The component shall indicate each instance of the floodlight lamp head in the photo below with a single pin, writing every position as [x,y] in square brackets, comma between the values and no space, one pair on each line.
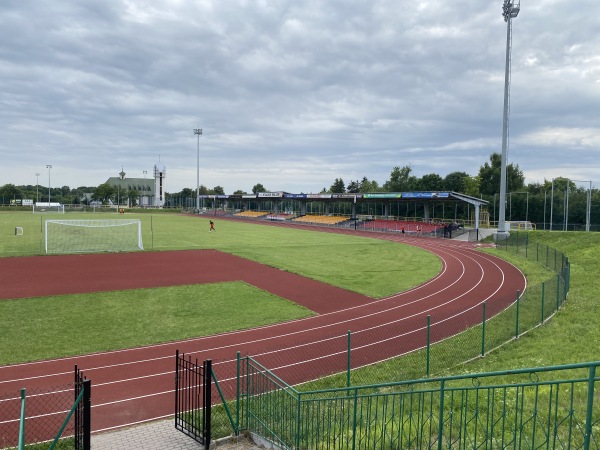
[510,9]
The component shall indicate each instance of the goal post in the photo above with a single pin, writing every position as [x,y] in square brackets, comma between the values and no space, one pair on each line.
[93,236]
[45,207]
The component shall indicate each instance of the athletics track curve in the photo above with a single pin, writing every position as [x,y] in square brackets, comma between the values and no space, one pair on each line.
[137,385]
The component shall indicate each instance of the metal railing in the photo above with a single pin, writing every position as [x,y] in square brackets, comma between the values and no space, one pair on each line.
[546,407]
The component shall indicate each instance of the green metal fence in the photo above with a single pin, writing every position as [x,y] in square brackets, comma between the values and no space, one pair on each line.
[551,408]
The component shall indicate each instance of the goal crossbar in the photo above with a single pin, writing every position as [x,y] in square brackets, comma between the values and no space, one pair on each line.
[93,236]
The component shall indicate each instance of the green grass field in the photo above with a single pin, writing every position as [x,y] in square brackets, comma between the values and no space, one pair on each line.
[365,265]
[42,327]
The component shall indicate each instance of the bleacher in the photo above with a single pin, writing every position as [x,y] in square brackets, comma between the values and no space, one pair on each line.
[322,220]
[280,216]
[251,214]
[410,227]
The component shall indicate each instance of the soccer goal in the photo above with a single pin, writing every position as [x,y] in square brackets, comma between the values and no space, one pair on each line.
[93,236]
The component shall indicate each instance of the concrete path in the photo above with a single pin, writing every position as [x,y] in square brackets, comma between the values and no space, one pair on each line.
[159,435]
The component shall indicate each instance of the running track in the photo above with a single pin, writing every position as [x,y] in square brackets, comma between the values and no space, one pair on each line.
[136,385]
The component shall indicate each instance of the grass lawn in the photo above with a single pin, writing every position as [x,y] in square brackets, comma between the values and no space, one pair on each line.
[40,327]
[121,319]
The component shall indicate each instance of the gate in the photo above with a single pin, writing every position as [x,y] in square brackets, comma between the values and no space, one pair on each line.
[193,398]
[82,414]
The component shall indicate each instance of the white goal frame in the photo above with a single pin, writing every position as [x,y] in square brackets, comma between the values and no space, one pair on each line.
[41,207]
[93,236]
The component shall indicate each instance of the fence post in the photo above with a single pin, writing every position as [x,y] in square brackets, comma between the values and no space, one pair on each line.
[590,404]
[87,414]
[354,419]
[176,386]
[543,291]
[517,318]
[441,415]
[207,400]
[557,291]
[22,422]
[483,331]
[428,344]
[348,363]
[237,394]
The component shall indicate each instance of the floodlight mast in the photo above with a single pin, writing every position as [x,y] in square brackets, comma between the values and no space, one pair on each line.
[510,10]
[198,132]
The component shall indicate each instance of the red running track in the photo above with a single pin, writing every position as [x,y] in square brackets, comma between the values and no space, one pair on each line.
[137,385]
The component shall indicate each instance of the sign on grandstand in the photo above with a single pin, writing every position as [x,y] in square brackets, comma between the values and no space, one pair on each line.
[93,236]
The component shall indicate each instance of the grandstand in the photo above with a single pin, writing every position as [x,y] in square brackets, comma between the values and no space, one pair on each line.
[251,214]
[322,220]
[411,227]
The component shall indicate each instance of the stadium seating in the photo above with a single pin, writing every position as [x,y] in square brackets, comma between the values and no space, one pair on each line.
[324,220]
[251,214]
[397,225]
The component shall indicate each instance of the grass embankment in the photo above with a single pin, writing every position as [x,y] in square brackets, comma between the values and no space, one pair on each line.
[50,327]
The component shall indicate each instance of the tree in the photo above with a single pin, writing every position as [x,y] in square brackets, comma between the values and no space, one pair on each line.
[367,185]
[187,193]
[133,195]
[489,176]
[338,186]
[456,182]
[353,187]
[9,192]
[258,188]
[104,193]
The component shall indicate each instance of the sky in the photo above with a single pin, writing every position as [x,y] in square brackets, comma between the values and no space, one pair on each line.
[293,94]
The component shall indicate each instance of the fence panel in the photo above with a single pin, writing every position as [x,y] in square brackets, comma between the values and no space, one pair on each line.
[193,398]
[530,408]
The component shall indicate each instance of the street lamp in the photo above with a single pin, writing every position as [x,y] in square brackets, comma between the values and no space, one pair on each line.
[48,166]
[37,187]
[198,132]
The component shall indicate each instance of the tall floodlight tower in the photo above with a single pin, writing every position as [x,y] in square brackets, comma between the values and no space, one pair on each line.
[510,10]
[198,132]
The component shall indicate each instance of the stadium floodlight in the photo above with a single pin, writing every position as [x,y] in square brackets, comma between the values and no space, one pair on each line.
[510,10]
[48,166]
[198,132]
[37,187]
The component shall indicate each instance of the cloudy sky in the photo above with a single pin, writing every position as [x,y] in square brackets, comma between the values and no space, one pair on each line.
[293,93]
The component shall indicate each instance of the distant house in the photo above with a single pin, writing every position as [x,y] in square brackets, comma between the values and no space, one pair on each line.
[151,191]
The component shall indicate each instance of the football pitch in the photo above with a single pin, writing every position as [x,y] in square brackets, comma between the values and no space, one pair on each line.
[48,327]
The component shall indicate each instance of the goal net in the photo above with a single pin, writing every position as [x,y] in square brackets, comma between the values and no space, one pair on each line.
[93,236]
[45,207]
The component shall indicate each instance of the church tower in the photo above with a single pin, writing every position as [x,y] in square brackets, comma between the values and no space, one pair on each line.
[160,173]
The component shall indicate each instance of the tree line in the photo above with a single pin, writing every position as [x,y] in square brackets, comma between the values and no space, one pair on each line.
[560,198]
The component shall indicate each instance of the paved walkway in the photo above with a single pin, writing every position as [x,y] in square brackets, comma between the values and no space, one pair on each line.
[158,435]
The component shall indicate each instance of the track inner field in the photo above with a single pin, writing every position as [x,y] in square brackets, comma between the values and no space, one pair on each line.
[136,385]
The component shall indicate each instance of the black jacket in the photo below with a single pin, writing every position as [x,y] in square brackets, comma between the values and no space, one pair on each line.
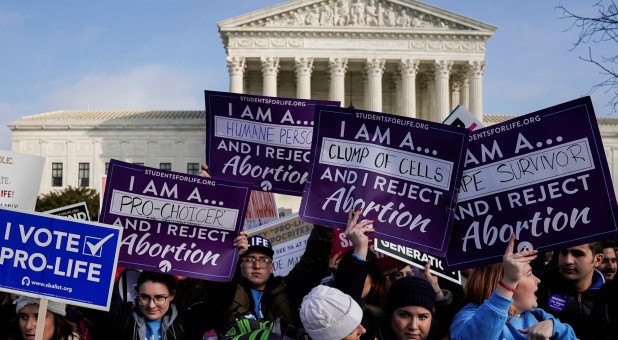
[559,298]
[283,295]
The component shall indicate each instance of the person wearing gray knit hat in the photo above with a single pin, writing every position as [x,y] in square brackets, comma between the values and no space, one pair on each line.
[411,291]
[329,314]
[56,326]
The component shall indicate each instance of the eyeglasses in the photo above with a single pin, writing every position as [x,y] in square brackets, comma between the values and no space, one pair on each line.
[159,300]
[250,260]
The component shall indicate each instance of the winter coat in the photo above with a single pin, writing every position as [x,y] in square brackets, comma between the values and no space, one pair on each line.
[491,321]
[283,295]
[558,297]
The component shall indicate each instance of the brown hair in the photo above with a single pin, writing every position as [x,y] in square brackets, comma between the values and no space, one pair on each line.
[482,282]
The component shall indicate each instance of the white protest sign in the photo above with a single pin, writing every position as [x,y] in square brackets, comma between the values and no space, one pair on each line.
[288,236]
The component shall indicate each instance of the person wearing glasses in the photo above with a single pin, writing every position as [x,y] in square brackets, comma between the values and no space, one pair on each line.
[152,315]
[256,293]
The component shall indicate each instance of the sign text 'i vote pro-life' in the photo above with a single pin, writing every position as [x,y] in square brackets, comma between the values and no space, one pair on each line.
[403,172]
[175,223]
[265,141]
[61,258]
[542,176]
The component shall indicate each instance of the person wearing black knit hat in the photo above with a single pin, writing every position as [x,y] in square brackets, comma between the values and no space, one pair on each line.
[409,308]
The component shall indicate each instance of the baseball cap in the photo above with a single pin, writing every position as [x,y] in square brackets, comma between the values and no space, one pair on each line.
[261,244]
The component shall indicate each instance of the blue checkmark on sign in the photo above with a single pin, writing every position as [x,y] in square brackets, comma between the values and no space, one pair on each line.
[93,246]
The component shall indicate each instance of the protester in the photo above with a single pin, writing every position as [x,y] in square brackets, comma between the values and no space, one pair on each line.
[608,265]
[569,290]
[57,327]
[329,314]
[604,316]
[501,303]
[410,310]
[152,314]
[256,293]
[360,276]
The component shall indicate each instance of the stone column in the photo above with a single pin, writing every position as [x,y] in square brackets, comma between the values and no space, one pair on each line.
[442,72]
[337,68]
[455,91]
[303,68]
[365,90]
[396,92]
[426,99]
[236,66]
[408,69]
[270,69]
[465,90]
[374,68]
[475,74]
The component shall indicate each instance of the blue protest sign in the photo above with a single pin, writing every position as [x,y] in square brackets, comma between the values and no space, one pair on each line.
[63,259]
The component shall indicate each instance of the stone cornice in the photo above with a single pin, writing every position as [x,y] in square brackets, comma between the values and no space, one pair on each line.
[314,44]
[114,127]
[294,13]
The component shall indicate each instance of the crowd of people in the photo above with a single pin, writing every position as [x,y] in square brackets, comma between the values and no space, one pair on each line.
[568,294]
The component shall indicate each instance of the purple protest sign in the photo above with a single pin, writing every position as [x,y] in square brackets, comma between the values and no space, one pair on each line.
[403,173]
[265,141]
[175,223]
[542,176]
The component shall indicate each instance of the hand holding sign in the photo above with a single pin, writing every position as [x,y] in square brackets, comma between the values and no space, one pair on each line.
[433,281]
[357,233]
[514,263]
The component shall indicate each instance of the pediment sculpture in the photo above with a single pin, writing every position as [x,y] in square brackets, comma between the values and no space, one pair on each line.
[355,13]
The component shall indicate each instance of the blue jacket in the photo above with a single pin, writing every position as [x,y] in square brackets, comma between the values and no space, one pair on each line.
[489,321]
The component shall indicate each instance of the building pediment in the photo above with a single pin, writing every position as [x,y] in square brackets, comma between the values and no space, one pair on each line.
[354,15]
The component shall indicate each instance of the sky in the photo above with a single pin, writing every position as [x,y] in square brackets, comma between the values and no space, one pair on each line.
[162,54]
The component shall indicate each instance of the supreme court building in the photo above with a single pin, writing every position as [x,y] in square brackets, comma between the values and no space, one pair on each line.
[397,56]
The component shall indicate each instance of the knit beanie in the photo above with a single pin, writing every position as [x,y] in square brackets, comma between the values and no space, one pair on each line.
[410,291]
[52,306]
[329,314]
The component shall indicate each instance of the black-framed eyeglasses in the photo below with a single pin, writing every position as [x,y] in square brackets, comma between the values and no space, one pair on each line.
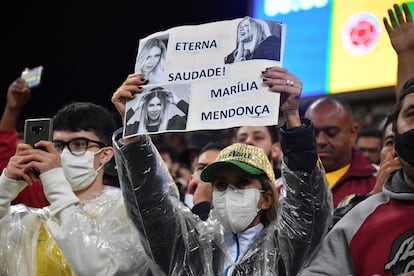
[77,146]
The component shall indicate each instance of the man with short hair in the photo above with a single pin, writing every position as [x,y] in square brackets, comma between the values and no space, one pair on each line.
[347,170]
[376,236]
[85,230]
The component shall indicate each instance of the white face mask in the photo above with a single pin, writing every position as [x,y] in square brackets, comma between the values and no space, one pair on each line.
[236,208]
[79,170]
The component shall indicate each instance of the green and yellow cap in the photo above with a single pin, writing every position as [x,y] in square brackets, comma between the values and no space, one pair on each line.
[249,158]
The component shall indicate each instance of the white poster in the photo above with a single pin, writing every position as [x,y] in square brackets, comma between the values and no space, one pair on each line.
[206,76]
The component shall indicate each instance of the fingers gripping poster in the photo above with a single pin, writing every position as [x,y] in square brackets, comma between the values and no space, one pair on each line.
[206,76]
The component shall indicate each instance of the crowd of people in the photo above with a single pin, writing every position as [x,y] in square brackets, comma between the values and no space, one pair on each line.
[315,196]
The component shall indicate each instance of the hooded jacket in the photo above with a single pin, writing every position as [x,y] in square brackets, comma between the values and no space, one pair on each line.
[182,244]
[374,238]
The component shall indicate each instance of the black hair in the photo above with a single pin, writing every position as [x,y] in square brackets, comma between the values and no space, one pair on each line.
[86,116]
[216,145]
[273,132]
[370,132]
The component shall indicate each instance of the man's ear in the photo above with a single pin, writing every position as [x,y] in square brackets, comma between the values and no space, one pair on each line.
[267,200]
[107,154]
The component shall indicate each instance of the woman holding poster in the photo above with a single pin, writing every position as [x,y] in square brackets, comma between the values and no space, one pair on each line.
[250,231]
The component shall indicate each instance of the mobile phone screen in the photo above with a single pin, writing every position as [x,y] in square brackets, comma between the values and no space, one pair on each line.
[37,129]
[32,76]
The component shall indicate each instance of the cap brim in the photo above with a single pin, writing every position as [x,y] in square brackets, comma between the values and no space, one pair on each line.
[209,173]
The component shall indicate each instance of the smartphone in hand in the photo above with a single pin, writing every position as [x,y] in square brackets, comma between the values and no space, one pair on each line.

+===+

→ **Aim of the exercise**
Produce an exact repeat of the lines from the one containing "The component shall indicate each instance of the mobile" through the last line of the data, and nothing more.

→ **Worked answer**
The component shall indicate each instance of the mobile phone screen in the photo above with a single pin, writing every position as [x,y] in square brackets, comma between the values and no space, one pair on each line.
[37,129]
[32,76]
The component shall indicate each instance of the cap brim in the photo above with a single pin, writing every position as [x,y] in square brackets, comma between the values and no space, one pair on each line.
[209,173]
The component shall indicate each instance of the smartphone in hand in the photo above with a single pin, writing every position as [x,y] in square brackets, comma between the values and no space, one pair on each line.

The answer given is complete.